==== ИСХОДНЫЙ ОТРЫВОК ====
Он идет, не поворачивая головы, но из-под тяжелых бровей глаз пронзительно и цепко, как гарпун, вонзается и в поваленную урну на заплеванном тротуаре, и в самолет, плывущий по небу.
Василий Абгарович Катанян:
Поспевать за ним, если он не прогуливается, а держит путь в определенное место, не так уж просто.
Лев Вениаминович Никулин (1891–1967), писатель, мемуарист. Знакомый В. Маяковского:
Он был неотделим от московского пейзажа, летнего пыльного полдня и московской сумеречной белой ночи. <…> Здесь он необходим, нужен, естественен, именно здесь, на улицах, он был более к месту, чем в тесном человеческом жилье. Только на улице и на эстраде Политехнического музея или Дома союзов он был пропорционален масштабам зданий.
Наталья Александровна Брюханенко (1905–1984), издательский работник, входила в группу ЛЕФ, в 1926–1927 гг. – возлюбленная Маяковского:
Вечер состоялся в клубе Центрального телеграфа на Тверской. Пришли мы слишком рано, и не хотелось ждать в помещении. Была чудесная весенняя погода. Мы вышли на улицу, и Маяковский сел на ступеньки телеграфа, расставив ноги, держа между ними трость и положив на нее скрещенные руки. Мне запомнился он таким. Уж очень это было здорово, как он расположился в центре Москвы, на улице, как у себя дома. Очень солидно и по-хозяйски сидел он тогда на ступеньках здания телеграфа.
Лев Вениаминович Никулин:
Но это не была типично русская фигура былинного богатыря, которая идет только русскому фону. И Бруклинскому мосту в Нью-Йорке, и пальмам мексиканских городов подходил интернациональный облик поэта.
Из репортажа газеты «Эль универсаль иллюстрадо» (Гавана):
Это – сильный молодой человек высокого роста, чья мощь проявляется совершенно одинаково как в улыбке и взорах, так и в движениях, всегда очень ловких, несмотря на его корпуленцию. <…> Меня поразила какая-то необыкновенная гармония между его физическими и духовными данными; он как бы олицетворяет собой известную пословицу: «здоровый дух – в здоровом теле».
Из репортажа газеты «Фрайгайт» (Нью-Йорк):
Маяковский бросает выкуренную русскую папиросу, закуривает другую и начинает ходить из угла в угол большой меблированной комнаты на Пятой авеню. Его высокая сильная фигура с энергичными обветренными чертами лица и крепкими мускулами стройна, как на марше… В нем совершенно нельзя признать русского. Он больше напоминает мексиканского ковбоя. Вот он остановился, бросил через окно взгляд на Пятую авеню – и своим глубоким, громовым, заполняющим всю комнату голосом сказал:
– Эх, скучно тут у вас! <…>
Вот он – Маяковский! Так же прост и велик, как и сама Советская Россия. Гигантский рост, крепкие плечи, простенький пиджачок, коротко остриженная большая голова и широкая русская ноздря.
С виду – ничего величественного, отличительного: просто русский парень, здоровенный, угловатый, размашистый.
Лев Вениаминович Никулин:
1929 год.
==== СОХРАНЁННЫЕ ДАННЫЕ ====
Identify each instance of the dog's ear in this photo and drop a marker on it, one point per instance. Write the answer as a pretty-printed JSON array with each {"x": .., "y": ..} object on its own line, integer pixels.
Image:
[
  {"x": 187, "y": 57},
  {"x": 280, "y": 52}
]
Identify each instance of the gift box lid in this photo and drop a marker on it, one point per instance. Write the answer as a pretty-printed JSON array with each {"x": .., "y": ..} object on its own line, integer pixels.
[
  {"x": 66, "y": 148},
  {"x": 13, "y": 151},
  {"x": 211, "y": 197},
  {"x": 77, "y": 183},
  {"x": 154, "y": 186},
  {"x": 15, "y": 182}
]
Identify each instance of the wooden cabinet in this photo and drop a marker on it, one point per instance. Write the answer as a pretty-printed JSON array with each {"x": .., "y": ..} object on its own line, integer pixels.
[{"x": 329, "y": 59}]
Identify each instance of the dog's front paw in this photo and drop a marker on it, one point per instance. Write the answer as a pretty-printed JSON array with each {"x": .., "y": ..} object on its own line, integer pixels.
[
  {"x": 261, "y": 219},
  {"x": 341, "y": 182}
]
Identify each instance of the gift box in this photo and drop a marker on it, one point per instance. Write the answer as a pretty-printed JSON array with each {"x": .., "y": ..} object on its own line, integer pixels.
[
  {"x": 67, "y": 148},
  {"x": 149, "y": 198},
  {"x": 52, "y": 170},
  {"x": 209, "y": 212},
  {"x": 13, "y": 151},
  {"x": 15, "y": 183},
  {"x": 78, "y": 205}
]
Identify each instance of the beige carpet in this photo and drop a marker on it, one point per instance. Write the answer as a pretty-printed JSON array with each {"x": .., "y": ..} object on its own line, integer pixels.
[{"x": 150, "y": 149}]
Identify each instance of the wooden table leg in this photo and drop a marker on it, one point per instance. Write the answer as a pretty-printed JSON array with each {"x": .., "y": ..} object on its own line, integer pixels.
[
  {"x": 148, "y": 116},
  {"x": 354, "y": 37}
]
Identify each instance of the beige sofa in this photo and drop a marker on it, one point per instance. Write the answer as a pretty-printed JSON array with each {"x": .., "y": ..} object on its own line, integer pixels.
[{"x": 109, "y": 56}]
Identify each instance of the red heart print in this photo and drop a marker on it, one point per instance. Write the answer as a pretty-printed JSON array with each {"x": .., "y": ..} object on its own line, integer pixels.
====
◆ ЗАДАНИЕ
Допишите следующую часть отрывка воспоминаний о Маяковском, начав сразу после строки «1929 год.». Данные для работы не понадобятся.

◆ ОТВЕТ НА ЗАДАНИЕ
Из гостиницы «Истриа» на Монпарнасе выходит человек тридцати шести лет. Он высок ростом, широкоплеч и сложен пропорционально и складно. На нем скромная добротная одежда – так может одеваться пароходный механик, рабочий в праздничный день. Он волочит за собой тяжелую трость, а иногда ставит ее вертикально перед собой. Нельзя угадать национальность человека, – у него глаза южанина, широкий подбородок англосаксонца и цвет кожи американца, у которого есть примесь индейской крови. У него большой рот. Он кажется большим оттого, что у этого человека привычка растягивать губы, когда он говорит и хочет, чтобы его правильно поняли.
Иван Васильевич Грузинов:
У Маяковского почти всегда крепко сжатые челюсти. Его лицо почти всегда выражает сильное нервное напряжение.
Вероника Витольдовна Полонская (1908–1994), актриса МХАТа, мемуаристка. Жена артиста М. М. Яншина. Последняя возлюбленная В. Маяковского:
Осип Максимович сказал:
– Обратите внимание, какое несоответствие фигуры у Володи: он такой большой – на коротких ногах.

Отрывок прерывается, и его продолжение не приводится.